── Dataset

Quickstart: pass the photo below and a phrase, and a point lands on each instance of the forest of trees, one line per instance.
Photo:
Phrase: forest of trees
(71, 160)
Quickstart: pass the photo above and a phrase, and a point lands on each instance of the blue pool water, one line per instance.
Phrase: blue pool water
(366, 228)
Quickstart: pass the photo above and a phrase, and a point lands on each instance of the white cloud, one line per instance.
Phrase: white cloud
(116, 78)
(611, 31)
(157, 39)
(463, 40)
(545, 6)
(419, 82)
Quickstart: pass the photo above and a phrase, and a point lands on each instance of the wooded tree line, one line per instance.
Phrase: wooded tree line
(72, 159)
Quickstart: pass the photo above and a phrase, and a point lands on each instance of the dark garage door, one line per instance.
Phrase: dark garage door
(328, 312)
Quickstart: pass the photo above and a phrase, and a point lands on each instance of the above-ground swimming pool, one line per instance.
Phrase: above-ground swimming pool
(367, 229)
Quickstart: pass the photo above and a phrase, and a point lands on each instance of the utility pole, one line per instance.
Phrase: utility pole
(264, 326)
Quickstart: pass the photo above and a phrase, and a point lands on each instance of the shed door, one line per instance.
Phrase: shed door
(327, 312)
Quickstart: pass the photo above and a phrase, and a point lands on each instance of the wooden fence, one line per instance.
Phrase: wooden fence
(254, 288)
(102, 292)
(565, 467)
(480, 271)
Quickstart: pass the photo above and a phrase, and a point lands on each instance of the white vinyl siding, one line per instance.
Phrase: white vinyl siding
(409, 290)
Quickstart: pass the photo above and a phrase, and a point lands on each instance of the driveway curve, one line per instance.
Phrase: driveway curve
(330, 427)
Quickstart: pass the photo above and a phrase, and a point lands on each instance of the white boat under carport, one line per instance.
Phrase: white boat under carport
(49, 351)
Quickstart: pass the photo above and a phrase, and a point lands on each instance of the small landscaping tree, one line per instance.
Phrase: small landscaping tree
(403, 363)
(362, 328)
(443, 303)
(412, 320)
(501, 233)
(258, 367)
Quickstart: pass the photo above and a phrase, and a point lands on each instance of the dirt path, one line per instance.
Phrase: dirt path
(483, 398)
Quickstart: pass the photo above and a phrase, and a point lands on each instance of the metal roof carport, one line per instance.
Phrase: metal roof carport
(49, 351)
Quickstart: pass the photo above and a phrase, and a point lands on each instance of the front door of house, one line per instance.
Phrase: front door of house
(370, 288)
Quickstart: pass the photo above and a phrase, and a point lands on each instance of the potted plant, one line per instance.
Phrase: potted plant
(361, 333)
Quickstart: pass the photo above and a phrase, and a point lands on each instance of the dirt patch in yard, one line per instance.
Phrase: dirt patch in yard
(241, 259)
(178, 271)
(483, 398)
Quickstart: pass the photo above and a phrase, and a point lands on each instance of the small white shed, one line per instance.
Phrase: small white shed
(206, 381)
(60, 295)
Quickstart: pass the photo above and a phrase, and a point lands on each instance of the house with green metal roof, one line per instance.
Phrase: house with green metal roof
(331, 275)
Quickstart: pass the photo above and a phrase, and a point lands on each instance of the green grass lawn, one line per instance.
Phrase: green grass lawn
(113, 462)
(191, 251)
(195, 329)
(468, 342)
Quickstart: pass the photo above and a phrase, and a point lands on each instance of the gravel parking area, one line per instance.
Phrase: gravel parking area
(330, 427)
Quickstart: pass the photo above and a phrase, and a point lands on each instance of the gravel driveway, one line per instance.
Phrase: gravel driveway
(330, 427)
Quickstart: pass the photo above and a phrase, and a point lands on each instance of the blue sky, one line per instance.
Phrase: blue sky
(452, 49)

────

**Directions**
Rewrite the whole listing, changing every "a point lands" to "a marker lands" and leaving everything else the same.

**Exercise solution**
Quickstart: pass the photo below and a phrase, and a marker lands on each instance of the forest of trees, one line per instance.
Photo:
Phrase: forest of trees
(71, 160)
Quickstart: pass the photo above and a phrase, and a marker lands on each instance of the blue pool water, one line per instance.
Phrase: blue pool water
(366, 228)
Quickstart: pass the photo above and a phrase, and a marker lands on each instance of the white cloud, one line per instance.
Phrase: white cloud
(116, 78)
(611, 31)
(157, 39)
(463, 40)
(545, 6)
(419, 82)
Quickstart: pass the photo above and a phrase, and a marker lands on each instance of the wooded tree line, one line per instance.
Phrase: wooded tree line
(72, 159)
Quickstart: pass the photo above and a phrase, and a marker lands on each instance of the dark garage door, one line per instance.
Phrase: dark garage door
(328, 312)
Quickstart: pass the photo above and a phrase, and a marker lands on each instance of the above-ground swimming pool, one line per instance.
Phrase: above-ground swimming pool
(367, 229)
Quickstart: pass the photo above and a phrase, and a marker lands on each instance of the utility pole, one line per instance.
Phrase: utility pole
(264, 326)
Quickstart: pass the photo above and a phrase, and a marker lands on each instance of the shed door, one line per instance.
Phrase: shed door
(327, 312)
Quickstart: pass the photo above and a phrase, and a marker lands on each instance of the wooden fence, one line per instance.
Phrase: wooden fence
(254, 288)
(102, 292)
(565, 467)
(480, 271)
Quickstart: pass the photo above and a phrase, and a marker lands on each instance of the white vinyl siding, one line per instance.
Phrase: white vinyl siding
(409, 290)
Quickstart: pass the photo above and a phrase, and a marker lands on each instance of the driveway curve, one line per instance.
Phrase: driveway curve
(330, 427)
Quickstart: pass the photo above and a phrase, and a marker lands on each instance of the white boat under carport, one line per instance.
Phrase: white boat under carport
(49, 351)
Quickstart: pass the photo above and a phrase, and a marker lands on each instance of the small landscaping tree, one line per instance.
Phrase: small landscaping tree
(403, 363)
(362, 328)
(443, 303)
(412, 320)
(501, 233)
(258, 367)
Quickstart: pass the photo above and a phrase, and a marker lands on each instance of the dirt path, one line per instance.
Phrase: dirt path
(483, 398)
Quickstart: pass the photo above and a phrase, and a marker lands on each instance of the metal roof carport, one line per instance.
Phrase: metal roof carport
(49, 351)
Quickstart: pass the photo above and a phrase, and a marker lands on each instance of the front door of house, one line per instance.
Phrase: front door of house
(370, 288)
Quickstart: pass the photo above and a phrase, and a marker lands on each instance of the potted plant, one line per instance.
Phrase: potted plant
(361, 333)
Quickstart: pass the photo above and a phrase, and a marker lands on each instance of the dirt patch in yard, one line per instance.
Phrase: dirt patch in yard
(241, 259)
(178, 271)
(483, 398)
Quickstart: pass the photo above and a phrase, and a marker lands on each instance of the small white shed, one line per instance.
Phrase: small white shed
(206, 381)
(60, 295)
Quickstart: pass the photo above and a phrase, and a marker lands on each instance of the house with green metal roof, one line per instance.
Phrase: house with green metal roof
(331, 275)
Quickstart: pass the photo above and a phrase, and a marker lands on each instance of the green grass lawn, one line per instance.
Phrase: green grass lawn
(113, 462)
(191, 251)
(195, 329)
(468, 342)
Quickstart: pass the photo above and a phrase, and a marker lands on each instance of the gravel parking area, one line per instance.
Phrase: gravel parking area
(330, 427)
Quickstart: pass the photo above and a phrase, and a marker lands on each instance of the gravel driveway, one line per instance.
Phrase: gravel driveway
(330, 427)
Quickstart: pass the photo above and a phrase, and a marker lands on each instance of the blue sky, one line per instance.
Phrase: blue sky
(452, 49)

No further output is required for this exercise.